SET PROBLEM> In full and without deviation, write out the entries that follow.

RECORD SET>
>>>>
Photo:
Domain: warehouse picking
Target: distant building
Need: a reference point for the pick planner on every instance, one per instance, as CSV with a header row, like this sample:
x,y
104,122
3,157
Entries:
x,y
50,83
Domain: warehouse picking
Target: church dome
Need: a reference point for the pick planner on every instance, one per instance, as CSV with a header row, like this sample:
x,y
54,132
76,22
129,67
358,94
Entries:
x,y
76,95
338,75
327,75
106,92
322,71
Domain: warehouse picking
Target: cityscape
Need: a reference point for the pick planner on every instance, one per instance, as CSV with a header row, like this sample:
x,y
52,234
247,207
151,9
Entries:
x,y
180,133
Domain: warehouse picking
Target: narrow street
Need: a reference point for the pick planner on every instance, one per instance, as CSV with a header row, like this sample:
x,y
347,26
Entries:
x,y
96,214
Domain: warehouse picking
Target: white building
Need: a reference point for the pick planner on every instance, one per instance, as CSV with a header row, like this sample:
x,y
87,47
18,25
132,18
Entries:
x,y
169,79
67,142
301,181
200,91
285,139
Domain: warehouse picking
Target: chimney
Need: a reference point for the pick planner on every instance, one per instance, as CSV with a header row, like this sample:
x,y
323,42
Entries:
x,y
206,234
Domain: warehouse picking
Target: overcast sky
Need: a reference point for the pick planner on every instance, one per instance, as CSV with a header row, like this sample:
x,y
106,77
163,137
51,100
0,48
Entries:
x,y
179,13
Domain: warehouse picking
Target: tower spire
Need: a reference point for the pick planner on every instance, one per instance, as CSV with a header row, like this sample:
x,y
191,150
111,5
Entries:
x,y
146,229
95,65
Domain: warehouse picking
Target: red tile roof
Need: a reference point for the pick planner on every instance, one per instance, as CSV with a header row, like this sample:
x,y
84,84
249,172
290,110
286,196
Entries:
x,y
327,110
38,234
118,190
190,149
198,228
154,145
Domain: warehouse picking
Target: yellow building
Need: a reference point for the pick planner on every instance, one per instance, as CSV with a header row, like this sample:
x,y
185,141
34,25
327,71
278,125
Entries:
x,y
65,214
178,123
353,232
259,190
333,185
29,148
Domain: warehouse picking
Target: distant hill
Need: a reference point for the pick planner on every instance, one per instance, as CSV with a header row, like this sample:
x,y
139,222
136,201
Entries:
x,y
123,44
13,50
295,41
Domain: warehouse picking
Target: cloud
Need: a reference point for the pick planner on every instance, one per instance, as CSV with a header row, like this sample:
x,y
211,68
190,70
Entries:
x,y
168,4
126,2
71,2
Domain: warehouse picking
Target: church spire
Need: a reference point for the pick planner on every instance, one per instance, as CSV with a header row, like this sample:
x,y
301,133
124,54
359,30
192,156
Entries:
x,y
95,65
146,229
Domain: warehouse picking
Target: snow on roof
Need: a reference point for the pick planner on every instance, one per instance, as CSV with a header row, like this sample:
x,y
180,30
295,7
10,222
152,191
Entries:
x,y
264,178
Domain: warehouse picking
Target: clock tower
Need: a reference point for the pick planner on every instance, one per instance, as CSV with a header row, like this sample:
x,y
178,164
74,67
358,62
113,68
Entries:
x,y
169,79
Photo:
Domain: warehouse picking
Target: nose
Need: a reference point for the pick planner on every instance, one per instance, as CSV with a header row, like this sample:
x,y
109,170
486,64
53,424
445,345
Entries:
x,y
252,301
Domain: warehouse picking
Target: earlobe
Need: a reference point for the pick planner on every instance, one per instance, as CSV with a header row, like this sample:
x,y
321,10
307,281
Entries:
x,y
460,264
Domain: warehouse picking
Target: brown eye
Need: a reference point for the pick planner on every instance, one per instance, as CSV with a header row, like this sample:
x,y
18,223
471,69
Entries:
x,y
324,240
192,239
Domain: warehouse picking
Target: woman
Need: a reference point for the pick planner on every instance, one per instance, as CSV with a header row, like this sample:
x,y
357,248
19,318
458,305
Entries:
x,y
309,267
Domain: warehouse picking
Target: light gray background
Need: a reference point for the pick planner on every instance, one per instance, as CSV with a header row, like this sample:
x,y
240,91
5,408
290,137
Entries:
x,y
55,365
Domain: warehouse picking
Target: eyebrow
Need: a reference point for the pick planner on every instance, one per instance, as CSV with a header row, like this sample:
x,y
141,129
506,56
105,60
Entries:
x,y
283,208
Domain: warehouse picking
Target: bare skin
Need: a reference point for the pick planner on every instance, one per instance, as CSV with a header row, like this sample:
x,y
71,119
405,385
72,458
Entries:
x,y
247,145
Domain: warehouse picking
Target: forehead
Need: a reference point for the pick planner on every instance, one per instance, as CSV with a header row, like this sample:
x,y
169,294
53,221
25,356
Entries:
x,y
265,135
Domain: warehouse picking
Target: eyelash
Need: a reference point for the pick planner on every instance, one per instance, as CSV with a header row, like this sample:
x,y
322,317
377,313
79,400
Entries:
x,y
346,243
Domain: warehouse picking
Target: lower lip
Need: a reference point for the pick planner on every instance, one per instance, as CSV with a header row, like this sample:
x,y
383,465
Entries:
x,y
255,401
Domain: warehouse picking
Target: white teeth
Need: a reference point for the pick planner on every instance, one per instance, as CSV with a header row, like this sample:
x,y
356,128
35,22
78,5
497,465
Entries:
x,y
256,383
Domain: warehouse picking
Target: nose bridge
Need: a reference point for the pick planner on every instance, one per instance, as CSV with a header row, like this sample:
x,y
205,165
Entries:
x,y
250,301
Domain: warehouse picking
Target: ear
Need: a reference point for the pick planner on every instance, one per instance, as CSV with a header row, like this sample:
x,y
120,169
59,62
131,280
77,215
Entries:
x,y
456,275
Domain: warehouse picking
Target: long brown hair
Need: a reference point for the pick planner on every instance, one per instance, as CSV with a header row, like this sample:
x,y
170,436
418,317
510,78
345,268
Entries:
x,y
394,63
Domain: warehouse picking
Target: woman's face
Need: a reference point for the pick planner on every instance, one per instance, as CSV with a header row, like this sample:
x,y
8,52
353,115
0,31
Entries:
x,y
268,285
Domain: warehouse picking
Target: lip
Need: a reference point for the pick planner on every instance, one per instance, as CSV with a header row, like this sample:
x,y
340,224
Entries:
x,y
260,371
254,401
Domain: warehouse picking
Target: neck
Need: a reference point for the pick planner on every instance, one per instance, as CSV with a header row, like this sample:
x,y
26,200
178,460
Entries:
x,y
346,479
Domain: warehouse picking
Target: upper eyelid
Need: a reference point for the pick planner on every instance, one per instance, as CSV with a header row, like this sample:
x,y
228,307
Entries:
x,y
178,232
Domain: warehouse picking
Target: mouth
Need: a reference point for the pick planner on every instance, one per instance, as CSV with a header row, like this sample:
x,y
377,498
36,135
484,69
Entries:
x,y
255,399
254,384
<<<<
TASK OUTPUT>
Photo:
Domain: warehouse picking
Target: distant building
Need: a reference point for the pick planner on every instance, one per instance, as CSV with a header row, like this sample:
x,y
104,122
3,157
Entries:
x,y
50,83
Domain: warehouse picking
Target: church dome
Need: a reference point for the pick planner on every instance, one per instance, as CSV with a header row, like this sample:
x,y
54,132
76,22
129,67
358,94
Entries:
x,y
76,95
338,75
327,75
106,92
322,71
Domain: warehouse picking
Target: cityscape
Need: a reference point for the pick planner on every instance, one per instance, as CSV with a header row, like this sample:
x,y
52,234
247,207
151,9
Entries:
x,y
180,133
Domain: warehouse picking
Target: narrow street
Need: a reference point for the pick planner on every instance, one per instance, as CSV with a header row, like this sample:
x,y
347,26
Entries:
x,y
96,214
Domain: warehouse picking
Target: white building
Need: a reference point for the pick planner on every instance, one per instance, as CSV with a header row, like this sample:
x,y
87,47
18,25
132,18
Entries:
x,y
169,79
67,142
301,181
200,91
285,139
Domain: warehouse picking
Target: chimney
Need: a reference point for the pick planner on every instance, one per instance, as CSV with a header row, like this sample:
x,y
323,42
Entries:
x,y
206,234
Domain: warehouse picking
Target: overcast sky
Need: a reference point for the pick planner on every instance, one per instance, as CSV with a header row, like this sample:
x,y
106,77
163,137
51,100
0,48
Entries:
x,y
179,13
Domain: warehouse picking
Target: tower spire
Need: a reference point for the pick planner on every instance, one per instance, as CSV with a header row, like this sample:
x,y
191,150
111,5
Entries:
x,y
146,229
95,65
Domain: warehouse picking
Target: red tile roof
Need: a reference point for the pick planner on every instance, one per instance, as CSV with a header row, like this sample:
x,y
84,84
249,172
290,110
286,196
Entries:
x,y
327,110
38,234
118,190
190,149
198,228
154,145
Domain: warehouse picking
Target: yellow building
Need: a reference point for the pick planner on every instance, one per instance, as CSV with a header row, like this sample:
x,y
185,141
34,25
327,71
278,125
Entries:
x,y
65,214
178,123
353,232
259,190
333,185
29,148
Domain: warehouse picking
Target: distant hill
Need: a reference point for the pick planner on every instance, one per instance, as CSV with a header row, like this sample:
x,y
139,222
136,201
Entries:
x,y
123,44
13,50
295,41
Domain: warehouse picking
Target: cloud
Need: a reference point for the pick planner on every instance, one per instance, as CSV with a header row, like this sample:
x,y
211,68
190,70
Entries:
x,y
168,4
126,2
71,2
Domain: warehouse picking
Target: church spire
Need: a reference point for the pick planner on every instance, one per instance, as CSV with a header row, like this sample:
x,y
301,133
124,54
359,30
192,156
Entries:
x,y
95,65
146,229
Domain: warehouse picking
Target: snow on roof
Need: a reference point for the pick planner on every instance, one per instance, as CSV with a header row, like this sample:
x,y
180,30
295,7
10,222
152,191
Entries:
x,y
264,178
Domain: warehouse picking
Target: clock tower
Need: a reference point for the pick planner on every instance, one per instance, as CSV with a header row, like this sample:
x,y
178,164
74,67
358,62
113,68
Entries:
x,y
169,79
Photo:
Domain: warehouse picking
Target: nose
Need: a reference point for the pick planner on every instance, one per instance, as CSV with a header row, like this sample:
x,y
109,170
486,64
53,424
445,345
Entries:
x,y
252,301
Domain: warehouse picking
Target: earlobe
Need: a reference point for the pick planner on every instance, one per instance, as CSV with a header row, like this sample:
x,y
321,10
307,281
Entries:
x,y
460,264
Domain: warehouse picking
Target: brown eye
Need: a reference point for the pick planner on every instance, one per instance, as CSV with a header row, like this sample:
x,y
18,223
471,69
Entries:
x,y
324,240
192,239
Domain: warehouse picking
Target: woman
Need: a reference point for the pick planner on every instance, one per instance, as CSV with a header row, like this sample:
x,y
357,248
19,318
458,305
Entries:
x,y
309,267
Domain: warehouse picking
Target: light gray background
Need: a reference point for the pick planner on every instance, one per instance, as CSV with a header row, like this sample:
x,y
240,91
5,408
290,137
Entries:
x,y
55,365
Domain: warehouse picking
Target: eyebrow
Need: a reference point for the pick planner on every instance, one per instance, as CSV with a header row, like this sample:
x,y
141,129
506,56
105,60
Entries:
x,y
283,208
Domain: warehouse picking
Target: bare skin
Need: a reference point for the pick planner on every instance, one per instance, as CSV with a header row, like this sample:
x,y
71,119
405,385
72,458
Entries:
x,y
247,145
Domain: warehouse picking
Target: forehead
Need: a reference point for the pick planner on every instance, one per instance, as CSV with a header row, like this sample:
x,y
169,294
53,221
25,356
Entries:
x,y
265,135
Domain: warehouse picking
Target: eyelash
Need: a reference point for the pick planner on every instance, one per instance, as CSV with a header row, like this sample:
x,y
322,317
377,313
79,400
Entries:
x,y
346,243
Domain: warehouse picking
Target: lower lip
Need: a reference point for the pick planner on every instance, one per instance, as CSV with a header row, like this sample:
x,y
383,465
Entries:
x,y
255,401
Domain: warehouse picking
Target: white teeth
Need: a reference point for the pick planner on every instance, one per instance, as CSV with a header row, like this sample:
x,y
356,128
35,22
78,5
497,465
Entries:
x,y
256,383
Domain: warehouse picking
Target: nose bridge
Need: a reference point for the pick planner on every instance, one per instance, as CSV with a header row, like this sample:
x,y
205,165
Entries:
x,y
250,301
Domain: warehouse picking
Target: ear
Need: a reference point for the pick planner on every instance, one per instance, as CSV with a header row, like this sample:
x,y
120,169
59,62
131,280
77,215
Entries:
x,y
456,275
Domain: warehouse picking
Target: long brown hair
Need: a reference point for the pick planner on every instance, one per instance, as CSV with a header row, like this sample:
x,y
170,436
418,317
510,78
345,268
Entries:
x,y
394,63
Domain: warehouse picking
Target: woman's face
Need: a reference point for the pick planner on every instance, one per instance, as CSV with a header row, like this sample:
x,y
8,52
353,115
0,31
Entries:
x,y
268,285
Domain: warehouse picking
Target: lip
Need: a reference point for the pick planner on every instance, one per instance, as CSV with a header row, like this sample:
x,y
340,224
Entries:
x,y
260,371
254,401
Domain: warehouse picking
Target: neck
Need: a reference point for the pick planner on every instance, one per instance, as CSV with a header row, like this sample:
x,y
26,200
178,460
Entries:
x,y
346,479
Domain: warehouse picking
Target: upper eyelid
Need: a reference point for the pick planner on every instance, one per instance, as CSV with a header row, like this sample:
x,y
228,307
Entries:
x,y
178,232
Domain: warehouse picking
Target: mouth
Need: a reference point for the pick planner on every instance, one per instance, as CSV with a header row, like this sample:
x,y
377,498
36,135
484,69
Entries:
x,y
255,399
254,384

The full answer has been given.